* Description of the task:
Copy every one of the rows below word for word, changing nothing.

= = = = = = =

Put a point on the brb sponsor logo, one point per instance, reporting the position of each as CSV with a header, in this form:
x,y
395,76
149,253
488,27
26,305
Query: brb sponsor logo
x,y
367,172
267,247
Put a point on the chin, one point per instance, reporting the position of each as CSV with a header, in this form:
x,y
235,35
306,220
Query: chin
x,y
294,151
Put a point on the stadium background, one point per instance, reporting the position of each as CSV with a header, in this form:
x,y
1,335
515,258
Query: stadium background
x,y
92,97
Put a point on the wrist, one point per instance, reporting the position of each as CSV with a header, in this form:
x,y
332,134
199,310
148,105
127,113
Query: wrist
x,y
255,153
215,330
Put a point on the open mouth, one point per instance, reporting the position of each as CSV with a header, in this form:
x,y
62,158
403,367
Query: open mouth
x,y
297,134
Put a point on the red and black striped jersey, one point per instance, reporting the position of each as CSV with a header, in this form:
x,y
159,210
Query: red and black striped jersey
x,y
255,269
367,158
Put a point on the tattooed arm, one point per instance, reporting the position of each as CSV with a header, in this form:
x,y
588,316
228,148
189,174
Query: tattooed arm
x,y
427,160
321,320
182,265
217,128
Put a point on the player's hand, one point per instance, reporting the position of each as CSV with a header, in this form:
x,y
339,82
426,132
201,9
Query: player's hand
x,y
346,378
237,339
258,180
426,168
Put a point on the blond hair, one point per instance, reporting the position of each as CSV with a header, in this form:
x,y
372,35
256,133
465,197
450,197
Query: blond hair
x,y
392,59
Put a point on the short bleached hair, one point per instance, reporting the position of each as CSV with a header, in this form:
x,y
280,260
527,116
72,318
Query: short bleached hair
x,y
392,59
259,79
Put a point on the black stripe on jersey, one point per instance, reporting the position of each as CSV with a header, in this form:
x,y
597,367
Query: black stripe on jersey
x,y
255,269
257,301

= = = = = = =

* Answer to the task:
Put a point on the brb sponsor logo, one point per instance, reporting the position of each as CSV with a header, in this form:
x,y
395,76
149,253
488,27
26,305
Query: brb sponsor logo
x,y
367,172
267,247
Put a point on the chin, one point per instance, reporting the position of each as CSV with a header, in this form:
x,y
235,35
306,220
Query: chin
x,y
294,151
Put a point on the stadium background, one point per instance, reporting the position of each as CSV with a header, in this form:
x,y
1,335
515,258
Query: stadium background
x,y
92,97
Put a point on the wrist, one point per instance, reporting the position of each as CSV with a header, in this form:
x,y
332,134
199,310
148,105
127,113
Query: wrist
x,y
255,153
215,330
Put a point on the open mouth, one point per instance, reporting the position of each as CSV with a header, in this form:
x,y
62,158
403,367
Query: open mouth
x,y
297,134
Put a point on the red and black striped jersey, one point per instance, reporting the position of each as CSV with a header, in this form:
x,y
159,210
Query: red and black striped jersey
x,y
255,269
367,158
Put a point on the tattooed arm, one point per instance, reporting the position of each as CSV with a header, in this form:
x,y
588,316
228,148
189,174
Query: tattooed arm
x,y
427,160
321,320
182,265
217,128
Put a point on the player's hand, one point per instance, reporting the position of each as CSV with a header, in this form:
x,y
339,82
426,132
201,9
Query: player's hand
x,y
346,378
237,339
258,180
426,168
Put a point on the blond hair, one point per instance, reporting the position of each as CSV with a header, in this form:
x,y
372,35
256,133
465,197
450,197
Query: blond hair
x,y
392,59
Put a point on the short bleached hair, one point per instance, reporting the position of each as CSV with a header, in this form:
x,y
280,260
527,116
72,318
Query: short bleached hair
x,y
392,59
259,79
Put a point on the black stripe on jersey, one point per instance, reporting the position of each as CSV with a header, in this form:
x,y
597,367
Query: black stripe on jersey
x,y
255,269
257,301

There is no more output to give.